**EXERCISE REQUIREMENTS**
The lines from the one with "Exercise. Put one point on each instance of the white building" through the last line below are to be copied exactly; no other lines are to be returned.
○ ○ ○ ○ ○
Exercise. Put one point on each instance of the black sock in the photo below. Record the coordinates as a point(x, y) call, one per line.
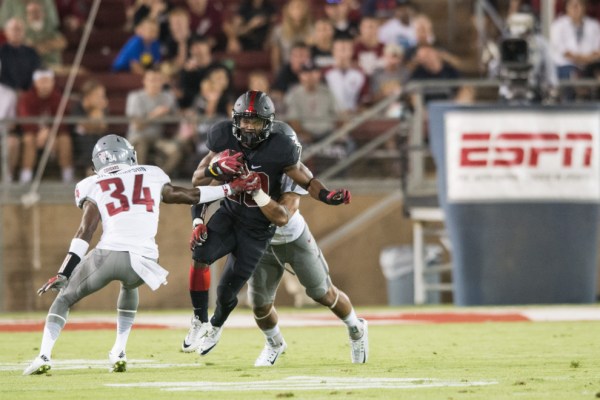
point(200, 304)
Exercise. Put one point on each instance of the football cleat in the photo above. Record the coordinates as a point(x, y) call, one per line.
point(39, 366)
point(270, 354)
point(118, 362)
point(209, 339)
point(359, 348)
point(192, 340)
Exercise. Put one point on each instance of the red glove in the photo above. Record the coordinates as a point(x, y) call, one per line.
point(227, 165)
point(199, 236)
point(246, 183)
point(335, 197)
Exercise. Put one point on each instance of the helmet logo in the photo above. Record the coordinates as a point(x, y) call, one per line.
point(251, 101)
point(107, 157)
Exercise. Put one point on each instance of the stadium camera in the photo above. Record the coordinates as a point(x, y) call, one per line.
point(515, 71)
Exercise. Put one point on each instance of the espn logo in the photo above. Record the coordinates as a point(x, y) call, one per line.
point(510, 149)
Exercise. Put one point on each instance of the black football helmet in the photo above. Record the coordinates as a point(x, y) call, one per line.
point(112, 153)
point(253, 104)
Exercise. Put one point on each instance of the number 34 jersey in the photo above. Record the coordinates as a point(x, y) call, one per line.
point(128, 202)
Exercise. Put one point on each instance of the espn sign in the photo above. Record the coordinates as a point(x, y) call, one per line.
point(509, 149)
point(522, 155)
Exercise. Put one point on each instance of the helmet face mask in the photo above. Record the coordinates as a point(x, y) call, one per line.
point(250, 110)
point(113, 153)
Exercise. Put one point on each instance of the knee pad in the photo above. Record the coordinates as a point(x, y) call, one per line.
point(227, 296)
point(316, 293)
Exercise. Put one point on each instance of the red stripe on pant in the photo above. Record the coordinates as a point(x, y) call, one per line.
point(199, 278)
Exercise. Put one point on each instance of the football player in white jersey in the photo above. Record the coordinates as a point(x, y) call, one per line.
point(125, 197)
point(294, 244)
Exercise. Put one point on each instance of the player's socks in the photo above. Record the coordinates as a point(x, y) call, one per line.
point(274, 336)
point(199, 284)
point(353, 324)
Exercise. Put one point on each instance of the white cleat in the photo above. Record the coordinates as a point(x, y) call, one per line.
point(359, 348)
point(209, 340)
point(270, 354)
point(117, 362)
point(192, 340)
point(39, 366)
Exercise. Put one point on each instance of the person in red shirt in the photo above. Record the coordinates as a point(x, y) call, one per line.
point(42, 100)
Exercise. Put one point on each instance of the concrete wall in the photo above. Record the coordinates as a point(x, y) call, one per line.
point(354, 263)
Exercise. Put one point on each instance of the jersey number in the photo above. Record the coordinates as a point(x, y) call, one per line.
point(141, 195)
point(245, 198)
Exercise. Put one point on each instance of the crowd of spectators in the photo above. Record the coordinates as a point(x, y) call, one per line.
point(322, 62)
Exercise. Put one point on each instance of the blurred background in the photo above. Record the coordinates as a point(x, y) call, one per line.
point(355, 79)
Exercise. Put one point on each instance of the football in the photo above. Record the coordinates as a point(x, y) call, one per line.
point(224, 154)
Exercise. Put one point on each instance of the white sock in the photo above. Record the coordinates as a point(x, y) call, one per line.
point(26, 175)
point(274, 336)
point(51, 333)
point(67, 174)
point(124, 324)
point(354, 328)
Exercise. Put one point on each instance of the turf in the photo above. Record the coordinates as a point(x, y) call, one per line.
point(525, 360)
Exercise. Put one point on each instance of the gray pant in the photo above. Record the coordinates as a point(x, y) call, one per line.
point(305, 259)
point(95, 271)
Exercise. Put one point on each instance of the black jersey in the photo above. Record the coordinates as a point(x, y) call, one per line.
point(269, 159)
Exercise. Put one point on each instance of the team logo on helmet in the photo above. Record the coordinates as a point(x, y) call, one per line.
point(257, 106)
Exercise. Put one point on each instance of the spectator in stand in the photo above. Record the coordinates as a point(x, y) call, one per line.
point(93, 106)
point(176, 43)
point(322, 43)
point(337, 13)
point(368, 50)
point(42, 100)
point(145, 134)
point(399, 29)
point(196, 67)
point(575, 41)
point(389, 78)
point(47, 41)
point(431, 65)
point(73, 13)
point(156, 10)
point(288, 75)
point(206, 19)
point(249, 29)
point(8, 110)
point(348, 83)
point(19, 61)
point(18, 9)
point(142, 50)
point(310, 106)
point(296, 26)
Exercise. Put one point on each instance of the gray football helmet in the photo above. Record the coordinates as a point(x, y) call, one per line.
point(253, 104)
point(113, 151)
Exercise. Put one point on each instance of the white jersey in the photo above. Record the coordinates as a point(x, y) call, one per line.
point(296, 224)
point(128, 202)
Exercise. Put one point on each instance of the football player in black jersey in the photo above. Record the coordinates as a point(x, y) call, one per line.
point(242, 227)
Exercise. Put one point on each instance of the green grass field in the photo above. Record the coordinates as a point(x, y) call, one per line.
point(524, 360)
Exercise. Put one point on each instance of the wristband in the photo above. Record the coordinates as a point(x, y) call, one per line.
point(197, 221)
point(323, 193)
point(209, 173)
point(261, 198)
point(211, 193)
point(79, 247)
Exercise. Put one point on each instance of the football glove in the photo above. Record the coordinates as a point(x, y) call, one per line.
point(227, 166)
point(55, 284)
point(199, 236)
point(246, 183)
point(335, 197)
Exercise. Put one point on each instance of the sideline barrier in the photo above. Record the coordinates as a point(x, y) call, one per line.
point(520, 189)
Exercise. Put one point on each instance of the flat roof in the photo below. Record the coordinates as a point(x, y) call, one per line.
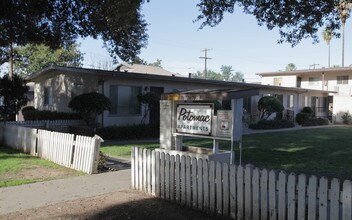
point(306, 71)
point(108, 74)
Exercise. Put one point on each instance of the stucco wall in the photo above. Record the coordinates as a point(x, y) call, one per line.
point(61, 85)
point(169, 86)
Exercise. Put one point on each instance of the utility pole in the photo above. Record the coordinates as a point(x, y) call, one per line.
point(313, 65)
point(205, 61)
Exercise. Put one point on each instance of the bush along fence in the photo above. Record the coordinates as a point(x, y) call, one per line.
point(53, 125)
point(241, 192)
point(76, 152)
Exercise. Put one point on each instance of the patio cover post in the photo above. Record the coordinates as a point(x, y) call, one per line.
point(236, 134)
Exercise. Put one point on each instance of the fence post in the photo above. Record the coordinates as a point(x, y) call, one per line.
point(96, 158)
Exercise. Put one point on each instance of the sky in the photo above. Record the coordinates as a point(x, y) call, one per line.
point(237, 41)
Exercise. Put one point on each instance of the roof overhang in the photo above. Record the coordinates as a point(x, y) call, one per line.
point(206, 94)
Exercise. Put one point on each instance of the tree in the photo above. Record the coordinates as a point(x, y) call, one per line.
point(32, 58)
point(267, 105)
point(90, 106)
point(291, 67)
point(56, 23)
point(157, 63)
point(344, 8)
point(13, 94)
point(226, 74)
point(148, 100)
point(295, 20)
point(327, 35)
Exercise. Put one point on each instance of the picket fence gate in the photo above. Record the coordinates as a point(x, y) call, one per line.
point(54, 125)
point(242, 192)
point(76, 152)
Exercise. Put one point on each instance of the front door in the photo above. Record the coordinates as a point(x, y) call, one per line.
point(154, 114)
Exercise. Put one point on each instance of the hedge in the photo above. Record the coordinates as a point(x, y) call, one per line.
point(141, 131)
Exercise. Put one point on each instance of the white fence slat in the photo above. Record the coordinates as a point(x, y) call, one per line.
point(233, 170)
point(178, 178)
point(167, 176)
point(149, 171)
point(248, 192)
point(206, 185)
point(162, 175)
point(157, 173)
point(282, 196)
point(188, 182)
point(334, 199)
point(264, 200)
point(194, 183)
point(145, 170)
point(240, 192)
point(212, 190)
point(312, 198)
point(256, 195)
point(137, 161)
point(346, 200)
point(323, 199)
point(218, 181)
point(172, 177)
point(183, 180)
point(301, 206)
point(226, 190)
point(291, 197)
point(272, 195)
point(200, 180)
point(140, 175)
point(133, 171)
point(153, 172)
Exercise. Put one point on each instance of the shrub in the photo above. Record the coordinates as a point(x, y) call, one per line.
point(315, 122)
point(302, 117)
point(346, 118)
point(142, 131)
point(272, 124)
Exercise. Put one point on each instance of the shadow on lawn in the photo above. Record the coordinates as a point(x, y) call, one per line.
point(152, 208)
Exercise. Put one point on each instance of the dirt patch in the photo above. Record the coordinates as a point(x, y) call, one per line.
point(38, 172)
point(127, 204)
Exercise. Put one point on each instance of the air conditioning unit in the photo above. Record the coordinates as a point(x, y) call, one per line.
point(336, 88)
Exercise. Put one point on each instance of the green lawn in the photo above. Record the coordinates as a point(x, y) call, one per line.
point(323, 151)
point(17, 168)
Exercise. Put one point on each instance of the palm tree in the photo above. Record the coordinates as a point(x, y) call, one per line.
point(344, 8)
point(327, 35)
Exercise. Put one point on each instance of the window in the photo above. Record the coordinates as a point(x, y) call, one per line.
point(48, 96)
point(322, 104)
point(313, 81)
point(277, 81)
point(290, 101)
point(76, 90)
point(124, 100)
point(342, 80)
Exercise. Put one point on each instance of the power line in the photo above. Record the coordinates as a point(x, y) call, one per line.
point(205, 61)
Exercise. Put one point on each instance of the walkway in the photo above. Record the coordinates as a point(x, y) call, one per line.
point(35, 195)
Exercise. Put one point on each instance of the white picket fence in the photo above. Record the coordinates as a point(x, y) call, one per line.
point(76, 152)
point(241, 192)
point(54, 125)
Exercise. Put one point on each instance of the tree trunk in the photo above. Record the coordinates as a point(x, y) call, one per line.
point(329, 56)
point(343, 44)
point(11, 61)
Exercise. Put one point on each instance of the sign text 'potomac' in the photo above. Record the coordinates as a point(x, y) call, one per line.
point(194, 119)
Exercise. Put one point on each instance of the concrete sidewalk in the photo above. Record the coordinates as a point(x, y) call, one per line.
point(35, 195)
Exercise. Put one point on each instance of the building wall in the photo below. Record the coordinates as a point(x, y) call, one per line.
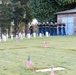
point(59, 19)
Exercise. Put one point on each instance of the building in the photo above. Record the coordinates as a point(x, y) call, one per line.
point(69, 18)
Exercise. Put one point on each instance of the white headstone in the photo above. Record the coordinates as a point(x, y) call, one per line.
point(21, 37)
point(28, 36)
point(47, 35)
point(17, 37)
point(6, 36)
point(34, 34)
point(40, 35)
point(11, 36)
point(0, 39)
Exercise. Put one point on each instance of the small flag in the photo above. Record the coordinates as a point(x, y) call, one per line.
point(52, 71)
point(29, 62)
point(45, 44)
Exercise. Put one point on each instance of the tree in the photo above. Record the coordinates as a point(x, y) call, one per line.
point(21, 12)
point(5, 14)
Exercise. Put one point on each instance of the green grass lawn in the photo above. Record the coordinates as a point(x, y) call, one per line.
point(61, 52)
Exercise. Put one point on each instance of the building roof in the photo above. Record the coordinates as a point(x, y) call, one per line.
point(66, 12)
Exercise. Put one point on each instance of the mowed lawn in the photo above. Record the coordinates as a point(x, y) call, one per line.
point(60, 52)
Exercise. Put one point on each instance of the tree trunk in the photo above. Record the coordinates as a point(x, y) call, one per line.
point(26, 29)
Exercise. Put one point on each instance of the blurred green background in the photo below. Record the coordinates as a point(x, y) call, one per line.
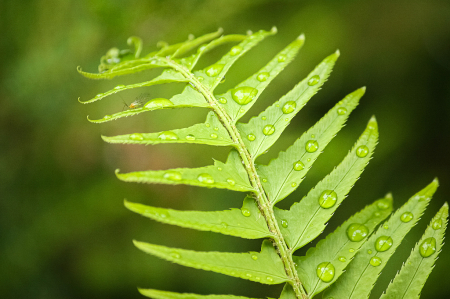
point(64, 232)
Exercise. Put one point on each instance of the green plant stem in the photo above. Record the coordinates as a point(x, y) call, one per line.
point(263, 202)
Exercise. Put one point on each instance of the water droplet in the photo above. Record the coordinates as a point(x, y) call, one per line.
point(362, 151)
point(158, 103)
point(427, 247)
point(136, 136)
point(314, 80)
point(289, 107)
point(437, 224)
point(235, 50)
point(281, 58)
point(383, 243)
point(173, 175)
point(311, 146)
point(327, 199)
point(244, 95)
point(205, 178)
point(375, 261)
point(214, 70)
point(325, 271)
point(356, 232)
point(167, 135)
point(342, 111)
point(246, 212)
point(262, 76)
point(268, 130)
point(298, 165)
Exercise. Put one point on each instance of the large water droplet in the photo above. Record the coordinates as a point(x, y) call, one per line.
point(298, 165)
point(325, 271)
point(173, 175)
point(314, 80)
point(362, 151)
point(427, 247)
point(262, 76)
point(289, 107)
point(244, 95)
point(269, 130)
point(375, 261)
point(311, 146)
point(167, 135)
point(137, 137)
point(327, 199)
point(357, 232)
point(158, 103)
point(406, 217)
point(383, 243)
point(214, 70)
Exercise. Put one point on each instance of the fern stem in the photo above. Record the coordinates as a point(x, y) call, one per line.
point(261, 197)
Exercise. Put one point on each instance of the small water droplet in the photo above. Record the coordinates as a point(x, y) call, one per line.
point(327, 199)
point(427, 247)
point(246, 212)
point(298, 165)
point(375, 261)
point(383, 243)
point(235, 50)
point(137, 137)
point(356, 232)
point(311, 146)
point(289, 107)
point(268, 130)
point(262, 76)
point(173, 175)
point(244, 95)
point(167, 135)
point(362, 151)
point(325, 271)
point(314, 80)
point(205, 178)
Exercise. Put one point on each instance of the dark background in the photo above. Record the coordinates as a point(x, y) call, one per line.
point(64, 232)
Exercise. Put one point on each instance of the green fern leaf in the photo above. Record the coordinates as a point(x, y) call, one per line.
point(414, 273)
point(265, 267)
point(362, 273)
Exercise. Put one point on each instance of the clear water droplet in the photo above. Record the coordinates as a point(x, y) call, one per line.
point(375, 261)
point(167, 135)
point(362, 151)
point(244, 95)
point(427, 247)
point(311, 146)
point(262, 76)
point(327, 199)
point(314, 80)
point(298, 165)
point(205, 178)
point(325, 271)
point(137, 137)
point(356, 232)
point(383, 243)
point(289, 107)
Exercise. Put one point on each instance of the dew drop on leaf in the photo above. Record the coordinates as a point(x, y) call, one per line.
point(427, 247)
point(356, 232)
point(325, 271)
point(383, 243)
point(327, 199)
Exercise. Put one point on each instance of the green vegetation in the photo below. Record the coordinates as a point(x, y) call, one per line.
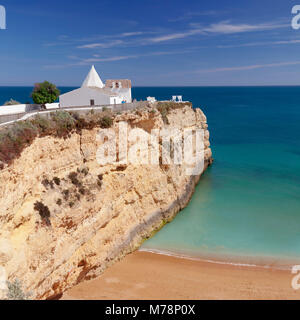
point(43, 211)
point(106, 122)
point(16, 137)
point(165, 107)
point(11, 102)
point(45, 92)
point(15, 291)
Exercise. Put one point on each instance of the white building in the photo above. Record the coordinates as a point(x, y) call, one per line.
point(94, 93)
○ ○ ○ ○ ○
**RESPONSE**
Exercise. Put one point on each instance of the white building in the photo above. Record the coordinates as a point(x, y) call, one per line.
point(94, 93)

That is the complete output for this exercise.